**ACTIVITY**
For this listing, report how many lines contain the string "below", using only a number.

**INPUT**
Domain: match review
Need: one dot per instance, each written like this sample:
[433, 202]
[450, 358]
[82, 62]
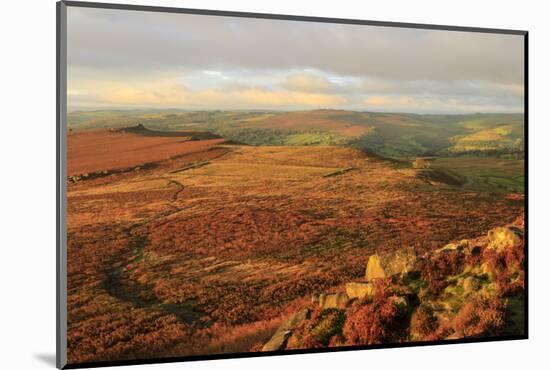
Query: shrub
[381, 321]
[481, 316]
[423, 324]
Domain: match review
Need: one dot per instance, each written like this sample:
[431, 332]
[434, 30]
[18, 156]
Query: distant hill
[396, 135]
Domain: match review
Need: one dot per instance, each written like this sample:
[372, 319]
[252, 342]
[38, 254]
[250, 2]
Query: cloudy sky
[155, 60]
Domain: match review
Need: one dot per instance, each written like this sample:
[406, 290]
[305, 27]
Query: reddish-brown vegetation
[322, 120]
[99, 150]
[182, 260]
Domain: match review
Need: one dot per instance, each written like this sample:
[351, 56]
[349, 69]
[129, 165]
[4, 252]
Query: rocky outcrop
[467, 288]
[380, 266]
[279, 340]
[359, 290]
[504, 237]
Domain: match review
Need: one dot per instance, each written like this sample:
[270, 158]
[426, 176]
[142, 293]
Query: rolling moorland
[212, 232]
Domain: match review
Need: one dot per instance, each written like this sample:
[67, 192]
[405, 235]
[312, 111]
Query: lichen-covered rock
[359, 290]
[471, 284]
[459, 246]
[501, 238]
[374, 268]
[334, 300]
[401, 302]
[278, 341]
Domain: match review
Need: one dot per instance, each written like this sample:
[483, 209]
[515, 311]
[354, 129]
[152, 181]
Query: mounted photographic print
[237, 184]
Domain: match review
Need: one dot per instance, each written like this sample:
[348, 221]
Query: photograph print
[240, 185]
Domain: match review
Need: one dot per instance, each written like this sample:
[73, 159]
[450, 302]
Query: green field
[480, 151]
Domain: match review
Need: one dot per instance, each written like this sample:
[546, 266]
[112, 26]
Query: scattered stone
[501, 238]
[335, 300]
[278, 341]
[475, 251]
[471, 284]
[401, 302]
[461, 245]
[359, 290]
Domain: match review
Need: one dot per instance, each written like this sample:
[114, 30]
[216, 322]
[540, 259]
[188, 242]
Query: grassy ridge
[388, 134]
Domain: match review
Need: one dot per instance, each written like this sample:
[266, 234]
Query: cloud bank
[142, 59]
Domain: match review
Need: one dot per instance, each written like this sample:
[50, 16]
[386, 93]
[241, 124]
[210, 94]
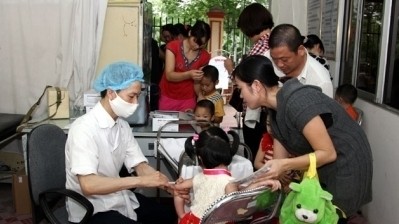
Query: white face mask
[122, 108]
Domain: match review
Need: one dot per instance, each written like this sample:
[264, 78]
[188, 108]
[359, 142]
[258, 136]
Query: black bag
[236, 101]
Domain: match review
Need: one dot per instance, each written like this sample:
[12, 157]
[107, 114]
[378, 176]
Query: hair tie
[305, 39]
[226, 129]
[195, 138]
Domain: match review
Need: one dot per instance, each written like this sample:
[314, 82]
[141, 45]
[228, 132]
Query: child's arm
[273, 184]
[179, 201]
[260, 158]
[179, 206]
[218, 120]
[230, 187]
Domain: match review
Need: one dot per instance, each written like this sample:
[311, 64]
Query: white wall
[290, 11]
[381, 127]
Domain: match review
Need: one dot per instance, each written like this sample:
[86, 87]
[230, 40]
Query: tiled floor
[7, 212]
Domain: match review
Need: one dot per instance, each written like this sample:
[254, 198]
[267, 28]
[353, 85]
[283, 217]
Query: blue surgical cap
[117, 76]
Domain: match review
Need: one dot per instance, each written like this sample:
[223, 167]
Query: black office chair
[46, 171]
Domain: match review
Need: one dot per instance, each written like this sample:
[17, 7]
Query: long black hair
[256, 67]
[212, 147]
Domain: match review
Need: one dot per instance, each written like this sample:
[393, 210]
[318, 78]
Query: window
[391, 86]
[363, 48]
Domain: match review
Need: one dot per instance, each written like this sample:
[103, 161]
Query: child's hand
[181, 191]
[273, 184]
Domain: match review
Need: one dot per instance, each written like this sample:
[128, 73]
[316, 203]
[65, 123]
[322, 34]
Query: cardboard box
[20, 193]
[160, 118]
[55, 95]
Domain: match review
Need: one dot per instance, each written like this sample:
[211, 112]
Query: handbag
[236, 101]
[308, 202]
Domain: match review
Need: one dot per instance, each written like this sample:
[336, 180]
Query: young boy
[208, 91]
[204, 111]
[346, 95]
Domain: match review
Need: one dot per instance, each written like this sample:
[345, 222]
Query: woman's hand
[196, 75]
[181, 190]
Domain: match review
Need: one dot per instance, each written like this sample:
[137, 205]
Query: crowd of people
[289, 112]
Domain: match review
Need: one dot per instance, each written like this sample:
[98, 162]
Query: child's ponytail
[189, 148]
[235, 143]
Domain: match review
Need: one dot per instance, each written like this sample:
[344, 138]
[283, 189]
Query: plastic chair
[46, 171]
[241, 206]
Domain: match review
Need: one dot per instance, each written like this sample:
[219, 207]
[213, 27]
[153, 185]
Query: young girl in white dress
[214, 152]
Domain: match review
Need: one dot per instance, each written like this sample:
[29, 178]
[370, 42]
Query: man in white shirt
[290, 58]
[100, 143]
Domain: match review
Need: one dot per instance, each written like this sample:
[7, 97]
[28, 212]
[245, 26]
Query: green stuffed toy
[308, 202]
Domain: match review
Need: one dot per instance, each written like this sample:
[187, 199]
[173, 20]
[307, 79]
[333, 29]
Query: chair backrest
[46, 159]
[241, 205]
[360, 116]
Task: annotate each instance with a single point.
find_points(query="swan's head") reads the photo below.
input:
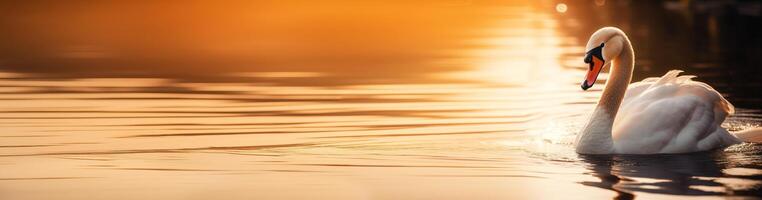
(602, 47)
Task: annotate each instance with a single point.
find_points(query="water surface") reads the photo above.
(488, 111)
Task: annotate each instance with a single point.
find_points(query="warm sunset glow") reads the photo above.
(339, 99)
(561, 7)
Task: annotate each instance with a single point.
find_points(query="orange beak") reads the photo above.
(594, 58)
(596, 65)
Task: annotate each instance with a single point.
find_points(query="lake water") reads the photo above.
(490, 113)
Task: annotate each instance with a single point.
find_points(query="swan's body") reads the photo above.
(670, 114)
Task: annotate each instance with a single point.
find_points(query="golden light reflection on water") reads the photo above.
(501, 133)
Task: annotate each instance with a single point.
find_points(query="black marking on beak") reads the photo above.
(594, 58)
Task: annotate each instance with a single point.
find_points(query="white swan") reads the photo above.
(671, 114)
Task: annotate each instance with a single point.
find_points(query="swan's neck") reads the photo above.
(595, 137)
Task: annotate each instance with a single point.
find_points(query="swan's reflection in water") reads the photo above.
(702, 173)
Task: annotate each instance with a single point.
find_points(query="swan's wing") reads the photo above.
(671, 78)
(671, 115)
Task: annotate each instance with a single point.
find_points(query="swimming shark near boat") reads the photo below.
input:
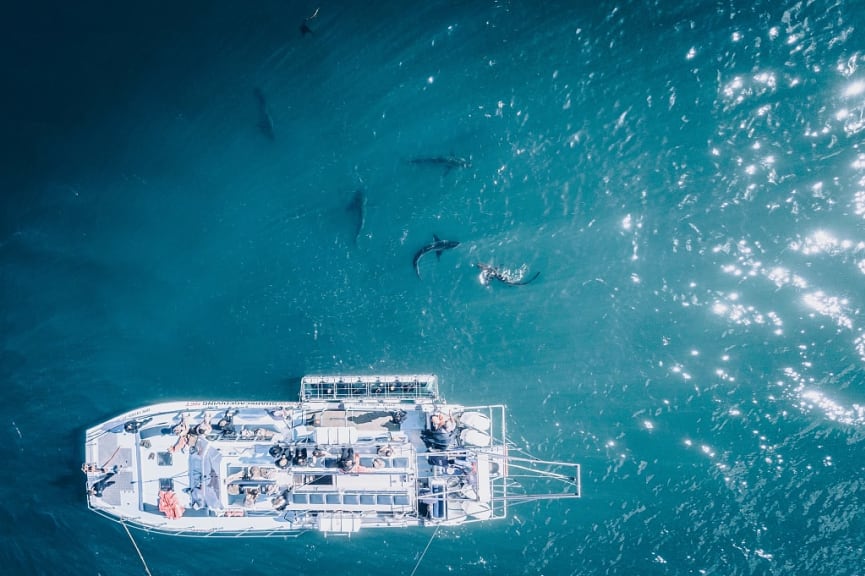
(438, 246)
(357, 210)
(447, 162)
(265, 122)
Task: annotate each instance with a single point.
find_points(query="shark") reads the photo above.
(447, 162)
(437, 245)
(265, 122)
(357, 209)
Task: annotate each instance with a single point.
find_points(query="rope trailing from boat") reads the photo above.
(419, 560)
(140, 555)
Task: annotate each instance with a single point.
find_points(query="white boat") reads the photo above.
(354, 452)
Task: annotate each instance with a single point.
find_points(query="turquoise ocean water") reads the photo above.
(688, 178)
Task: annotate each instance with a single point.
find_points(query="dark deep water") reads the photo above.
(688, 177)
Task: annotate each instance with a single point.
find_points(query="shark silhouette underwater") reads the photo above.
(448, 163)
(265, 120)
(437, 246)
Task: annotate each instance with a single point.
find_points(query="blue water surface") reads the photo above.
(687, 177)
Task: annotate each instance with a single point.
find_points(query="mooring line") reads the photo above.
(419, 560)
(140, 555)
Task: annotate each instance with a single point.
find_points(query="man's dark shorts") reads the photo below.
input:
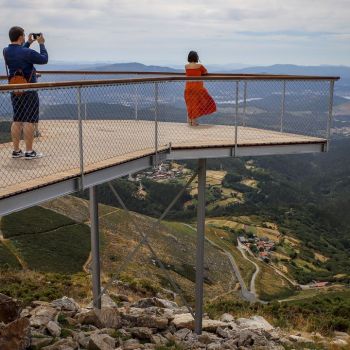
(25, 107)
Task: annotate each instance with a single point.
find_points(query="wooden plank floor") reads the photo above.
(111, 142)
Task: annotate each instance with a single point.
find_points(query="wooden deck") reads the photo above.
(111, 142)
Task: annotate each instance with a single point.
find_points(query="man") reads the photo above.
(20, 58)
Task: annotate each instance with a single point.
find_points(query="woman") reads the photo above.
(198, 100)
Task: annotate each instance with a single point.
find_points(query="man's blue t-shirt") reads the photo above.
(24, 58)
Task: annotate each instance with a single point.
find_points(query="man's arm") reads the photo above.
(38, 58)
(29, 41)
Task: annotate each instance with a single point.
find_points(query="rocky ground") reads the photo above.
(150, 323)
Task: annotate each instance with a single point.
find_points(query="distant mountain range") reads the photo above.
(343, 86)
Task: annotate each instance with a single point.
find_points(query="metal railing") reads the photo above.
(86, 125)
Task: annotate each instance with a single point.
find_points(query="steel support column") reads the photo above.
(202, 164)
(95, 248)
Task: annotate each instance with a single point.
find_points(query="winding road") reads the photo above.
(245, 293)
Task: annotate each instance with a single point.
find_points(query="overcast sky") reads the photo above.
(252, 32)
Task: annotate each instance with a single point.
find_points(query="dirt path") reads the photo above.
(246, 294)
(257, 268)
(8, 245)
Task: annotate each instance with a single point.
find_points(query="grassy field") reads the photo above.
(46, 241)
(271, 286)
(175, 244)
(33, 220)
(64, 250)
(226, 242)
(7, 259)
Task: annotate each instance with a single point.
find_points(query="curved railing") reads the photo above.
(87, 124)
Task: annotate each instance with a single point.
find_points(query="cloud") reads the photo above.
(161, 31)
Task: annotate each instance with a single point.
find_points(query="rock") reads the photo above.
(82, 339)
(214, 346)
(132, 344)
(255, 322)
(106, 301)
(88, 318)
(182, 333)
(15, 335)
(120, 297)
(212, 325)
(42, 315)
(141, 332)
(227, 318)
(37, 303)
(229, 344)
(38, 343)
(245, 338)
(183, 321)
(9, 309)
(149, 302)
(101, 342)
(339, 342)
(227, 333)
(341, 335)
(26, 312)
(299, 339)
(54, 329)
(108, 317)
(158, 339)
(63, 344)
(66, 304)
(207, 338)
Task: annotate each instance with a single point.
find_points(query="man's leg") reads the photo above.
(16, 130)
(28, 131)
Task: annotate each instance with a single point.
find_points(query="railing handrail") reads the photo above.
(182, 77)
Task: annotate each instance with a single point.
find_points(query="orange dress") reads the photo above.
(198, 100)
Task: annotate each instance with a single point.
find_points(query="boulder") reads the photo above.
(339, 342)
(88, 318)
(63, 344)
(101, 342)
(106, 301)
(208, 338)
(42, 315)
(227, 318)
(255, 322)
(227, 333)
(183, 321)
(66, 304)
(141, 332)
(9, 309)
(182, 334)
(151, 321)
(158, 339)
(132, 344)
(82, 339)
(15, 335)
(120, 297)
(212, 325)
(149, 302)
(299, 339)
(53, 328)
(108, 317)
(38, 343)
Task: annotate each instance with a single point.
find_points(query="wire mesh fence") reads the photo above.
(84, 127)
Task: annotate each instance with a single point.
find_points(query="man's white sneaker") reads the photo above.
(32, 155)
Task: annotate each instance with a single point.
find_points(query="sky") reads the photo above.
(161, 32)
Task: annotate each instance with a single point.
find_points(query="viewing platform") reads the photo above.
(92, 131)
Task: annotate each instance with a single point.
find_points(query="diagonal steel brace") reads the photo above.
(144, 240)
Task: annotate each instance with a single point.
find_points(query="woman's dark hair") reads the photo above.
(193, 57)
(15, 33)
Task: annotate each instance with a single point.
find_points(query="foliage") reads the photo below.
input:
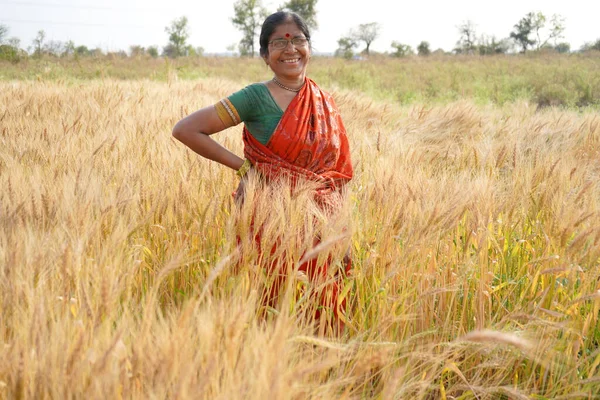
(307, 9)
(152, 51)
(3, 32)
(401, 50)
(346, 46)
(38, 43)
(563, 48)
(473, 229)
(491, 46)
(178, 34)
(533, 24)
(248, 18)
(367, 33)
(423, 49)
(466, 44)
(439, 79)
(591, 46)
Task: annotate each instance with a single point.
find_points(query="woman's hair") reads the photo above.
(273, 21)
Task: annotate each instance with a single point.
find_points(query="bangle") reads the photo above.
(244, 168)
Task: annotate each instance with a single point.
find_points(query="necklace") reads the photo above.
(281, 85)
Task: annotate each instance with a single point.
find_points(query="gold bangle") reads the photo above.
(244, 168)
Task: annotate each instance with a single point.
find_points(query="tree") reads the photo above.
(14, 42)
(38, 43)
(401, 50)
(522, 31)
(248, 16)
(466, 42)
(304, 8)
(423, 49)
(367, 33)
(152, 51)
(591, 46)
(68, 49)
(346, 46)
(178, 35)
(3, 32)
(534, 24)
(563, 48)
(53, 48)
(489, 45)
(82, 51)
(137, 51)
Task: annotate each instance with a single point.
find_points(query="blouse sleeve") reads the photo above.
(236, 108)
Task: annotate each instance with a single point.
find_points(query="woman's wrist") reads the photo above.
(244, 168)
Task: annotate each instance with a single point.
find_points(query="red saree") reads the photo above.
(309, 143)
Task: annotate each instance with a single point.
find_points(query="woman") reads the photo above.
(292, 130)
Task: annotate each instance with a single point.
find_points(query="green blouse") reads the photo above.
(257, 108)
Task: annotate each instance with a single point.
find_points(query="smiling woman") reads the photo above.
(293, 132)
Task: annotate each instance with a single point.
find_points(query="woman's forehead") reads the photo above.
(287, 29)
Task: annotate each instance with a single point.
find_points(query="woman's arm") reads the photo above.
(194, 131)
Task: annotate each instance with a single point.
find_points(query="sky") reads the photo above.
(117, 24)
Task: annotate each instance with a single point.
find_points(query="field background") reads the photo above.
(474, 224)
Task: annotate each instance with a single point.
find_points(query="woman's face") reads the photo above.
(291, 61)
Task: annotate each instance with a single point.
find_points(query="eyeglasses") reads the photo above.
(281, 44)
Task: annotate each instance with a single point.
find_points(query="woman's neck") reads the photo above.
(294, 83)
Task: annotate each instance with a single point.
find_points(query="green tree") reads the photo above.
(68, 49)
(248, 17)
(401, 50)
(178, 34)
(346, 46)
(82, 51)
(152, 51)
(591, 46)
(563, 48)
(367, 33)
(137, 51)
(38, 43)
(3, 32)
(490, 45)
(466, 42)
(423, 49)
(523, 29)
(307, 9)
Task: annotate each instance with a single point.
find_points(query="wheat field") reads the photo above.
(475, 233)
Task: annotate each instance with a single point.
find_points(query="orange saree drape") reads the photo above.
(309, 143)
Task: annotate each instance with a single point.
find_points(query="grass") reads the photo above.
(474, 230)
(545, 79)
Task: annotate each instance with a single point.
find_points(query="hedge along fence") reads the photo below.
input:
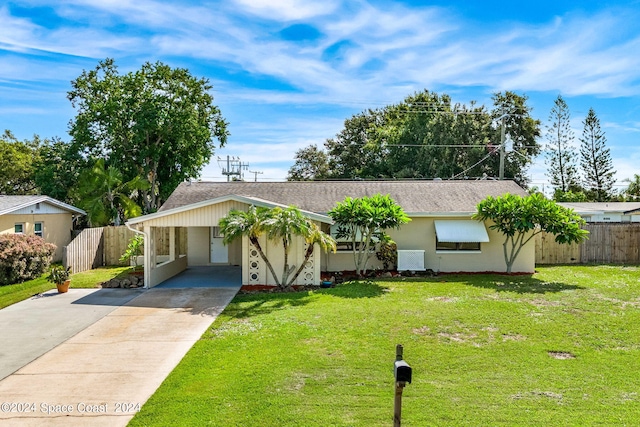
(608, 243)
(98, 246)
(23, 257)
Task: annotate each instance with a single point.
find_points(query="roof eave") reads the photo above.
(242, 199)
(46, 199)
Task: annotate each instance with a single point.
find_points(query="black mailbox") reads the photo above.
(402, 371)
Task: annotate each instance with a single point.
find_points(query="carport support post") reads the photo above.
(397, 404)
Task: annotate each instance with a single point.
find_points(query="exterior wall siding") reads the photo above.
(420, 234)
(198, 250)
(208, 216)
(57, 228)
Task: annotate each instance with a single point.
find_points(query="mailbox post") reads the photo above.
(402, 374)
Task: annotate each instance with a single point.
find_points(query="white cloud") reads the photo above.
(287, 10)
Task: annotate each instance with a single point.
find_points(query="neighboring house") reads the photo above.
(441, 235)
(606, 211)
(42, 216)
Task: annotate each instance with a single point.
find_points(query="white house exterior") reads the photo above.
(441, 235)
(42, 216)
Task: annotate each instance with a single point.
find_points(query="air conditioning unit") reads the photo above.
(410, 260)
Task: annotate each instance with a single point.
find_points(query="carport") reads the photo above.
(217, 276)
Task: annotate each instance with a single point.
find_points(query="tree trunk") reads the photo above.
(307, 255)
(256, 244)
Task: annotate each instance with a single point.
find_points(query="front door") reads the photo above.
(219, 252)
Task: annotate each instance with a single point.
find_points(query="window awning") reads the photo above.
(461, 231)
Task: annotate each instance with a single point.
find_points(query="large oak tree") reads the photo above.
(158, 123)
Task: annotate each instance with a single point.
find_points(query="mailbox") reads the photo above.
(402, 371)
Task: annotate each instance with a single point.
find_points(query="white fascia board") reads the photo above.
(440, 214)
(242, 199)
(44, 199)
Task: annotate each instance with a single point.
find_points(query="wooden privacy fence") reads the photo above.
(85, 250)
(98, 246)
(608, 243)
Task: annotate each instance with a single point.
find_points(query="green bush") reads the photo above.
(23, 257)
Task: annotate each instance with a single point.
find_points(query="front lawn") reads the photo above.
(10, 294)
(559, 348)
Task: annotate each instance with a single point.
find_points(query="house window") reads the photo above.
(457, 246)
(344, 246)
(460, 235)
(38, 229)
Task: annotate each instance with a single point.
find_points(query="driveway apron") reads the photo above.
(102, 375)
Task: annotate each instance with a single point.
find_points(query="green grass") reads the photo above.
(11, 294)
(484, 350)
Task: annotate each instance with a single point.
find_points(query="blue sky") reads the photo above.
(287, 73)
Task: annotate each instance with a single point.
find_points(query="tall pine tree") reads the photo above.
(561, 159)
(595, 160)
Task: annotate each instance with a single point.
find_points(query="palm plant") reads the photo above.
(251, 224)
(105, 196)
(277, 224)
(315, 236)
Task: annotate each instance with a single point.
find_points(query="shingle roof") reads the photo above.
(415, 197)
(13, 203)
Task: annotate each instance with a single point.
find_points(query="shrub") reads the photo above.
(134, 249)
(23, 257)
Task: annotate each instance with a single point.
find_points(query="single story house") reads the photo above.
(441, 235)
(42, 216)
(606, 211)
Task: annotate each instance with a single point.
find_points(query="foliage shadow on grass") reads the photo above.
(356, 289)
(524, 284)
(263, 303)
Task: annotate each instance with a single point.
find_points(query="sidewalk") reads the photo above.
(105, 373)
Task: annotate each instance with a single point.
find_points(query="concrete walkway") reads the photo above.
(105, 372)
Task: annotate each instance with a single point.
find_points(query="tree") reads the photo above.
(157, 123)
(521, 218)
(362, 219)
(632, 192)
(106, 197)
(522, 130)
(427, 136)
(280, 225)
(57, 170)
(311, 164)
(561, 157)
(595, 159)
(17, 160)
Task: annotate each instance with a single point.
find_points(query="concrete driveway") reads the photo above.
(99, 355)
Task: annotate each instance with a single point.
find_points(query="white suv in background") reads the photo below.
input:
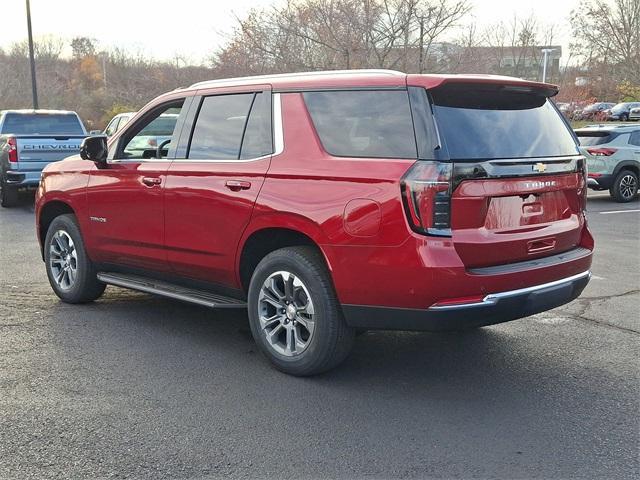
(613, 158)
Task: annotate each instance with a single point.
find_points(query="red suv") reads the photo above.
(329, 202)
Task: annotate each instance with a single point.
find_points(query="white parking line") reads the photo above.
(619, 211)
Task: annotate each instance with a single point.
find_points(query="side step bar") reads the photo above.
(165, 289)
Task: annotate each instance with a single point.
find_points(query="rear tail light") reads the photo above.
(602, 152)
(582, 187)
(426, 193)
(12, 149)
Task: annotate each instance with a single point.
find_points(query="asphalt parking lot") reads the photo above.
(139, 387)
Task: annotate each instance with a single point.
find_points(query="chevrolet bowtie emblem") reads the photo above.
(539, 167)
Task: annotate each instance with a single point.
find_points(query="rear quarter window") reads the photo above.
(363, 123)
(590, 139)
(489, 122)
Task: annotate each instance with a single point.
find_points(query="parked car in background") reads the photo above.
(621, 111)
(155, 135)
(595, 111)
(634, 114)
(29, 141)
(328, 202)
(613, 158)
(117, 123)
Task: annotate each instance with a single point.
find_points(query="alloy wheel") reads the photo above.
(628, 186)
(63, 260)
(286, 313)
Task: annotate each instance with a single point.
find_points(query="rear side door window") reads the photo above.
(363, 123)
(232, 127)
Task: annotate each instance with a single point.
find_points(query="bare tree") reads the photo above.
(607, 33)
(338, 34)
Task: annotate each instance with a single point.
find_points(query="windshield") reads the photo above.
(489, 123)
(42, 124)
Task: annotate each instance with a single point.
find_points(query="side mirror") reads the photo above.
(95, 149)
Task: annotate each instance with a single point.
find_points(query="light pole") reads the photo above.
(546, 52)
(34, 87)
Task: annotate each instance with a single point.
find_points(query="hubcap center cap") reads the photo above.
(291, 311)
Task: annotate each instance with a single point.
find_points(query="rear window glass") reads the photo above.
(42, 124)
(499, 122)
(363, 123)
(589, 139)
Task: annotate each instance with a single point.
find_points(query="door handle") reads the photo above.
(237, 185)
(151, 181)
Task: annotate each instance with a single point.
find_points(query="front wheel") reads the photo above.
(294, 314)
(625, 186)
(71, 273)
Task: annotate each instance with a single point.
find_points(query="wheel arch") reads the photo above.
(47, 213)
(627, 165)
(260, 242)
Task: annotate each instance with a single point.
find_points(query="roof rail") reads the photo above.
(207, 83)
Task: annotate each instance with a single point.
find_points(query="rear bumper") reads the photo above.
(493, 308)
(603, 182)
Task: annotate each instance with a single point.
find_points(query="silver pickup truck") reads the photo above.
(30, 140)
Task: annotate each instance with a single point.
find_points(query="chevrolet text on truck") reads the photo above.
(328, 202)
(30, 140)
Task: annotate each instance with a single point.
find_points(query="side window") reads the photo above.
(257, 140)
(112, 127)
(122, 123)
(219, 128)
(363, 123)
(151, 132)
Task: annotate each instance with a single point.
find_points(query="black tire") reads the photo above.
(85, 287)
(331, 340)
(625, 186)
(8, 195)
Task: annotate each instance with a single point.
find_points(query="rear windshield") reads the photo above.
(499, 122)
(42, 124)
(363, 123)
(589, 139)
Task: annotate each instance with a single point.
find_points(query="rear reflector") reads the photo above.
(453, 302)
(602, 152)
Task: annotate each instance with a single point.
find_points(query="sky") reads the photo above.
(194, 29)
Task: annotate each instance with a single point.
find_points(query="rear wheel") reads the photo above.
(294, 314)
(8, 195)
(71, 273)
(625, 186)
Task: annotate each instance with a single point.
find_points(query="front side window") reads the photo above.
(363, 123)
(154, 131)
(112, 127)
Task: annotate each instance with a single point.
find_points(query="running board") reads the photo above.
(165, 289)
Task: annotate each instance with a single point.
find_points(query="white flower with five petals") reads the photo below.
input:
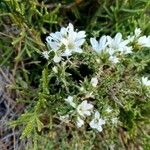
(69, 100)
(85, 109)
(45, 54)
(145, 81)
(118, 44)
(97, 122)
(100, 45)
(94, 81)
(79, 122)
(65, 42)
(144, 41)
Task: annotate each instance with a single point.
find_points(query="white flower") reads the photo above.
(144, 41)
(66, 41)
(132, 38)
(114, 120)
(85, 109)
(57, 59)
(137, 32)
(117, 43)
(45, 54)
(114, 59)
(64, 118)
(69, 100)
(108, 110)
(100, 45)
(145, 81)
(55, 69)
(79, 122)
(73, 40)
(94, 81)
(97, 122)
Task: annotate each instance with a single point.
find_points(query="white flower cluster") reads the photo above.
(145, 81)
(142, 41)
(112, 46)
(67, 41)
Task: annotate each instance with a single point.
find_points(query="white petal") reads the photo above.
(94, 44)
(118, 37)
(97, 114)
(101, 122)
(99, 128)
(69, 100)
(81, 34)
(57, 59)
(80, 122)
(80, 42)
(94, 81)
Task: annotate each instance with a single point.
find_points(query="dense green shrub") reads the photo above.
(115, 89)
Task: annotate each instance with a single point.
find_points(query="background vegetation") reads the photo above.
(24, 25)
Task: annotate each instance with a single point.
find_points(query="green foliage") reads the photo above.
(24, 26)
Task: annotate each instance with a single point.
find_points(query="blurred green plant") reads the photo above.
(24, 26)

**OUTPUT FOR THIS EXERCISE**
7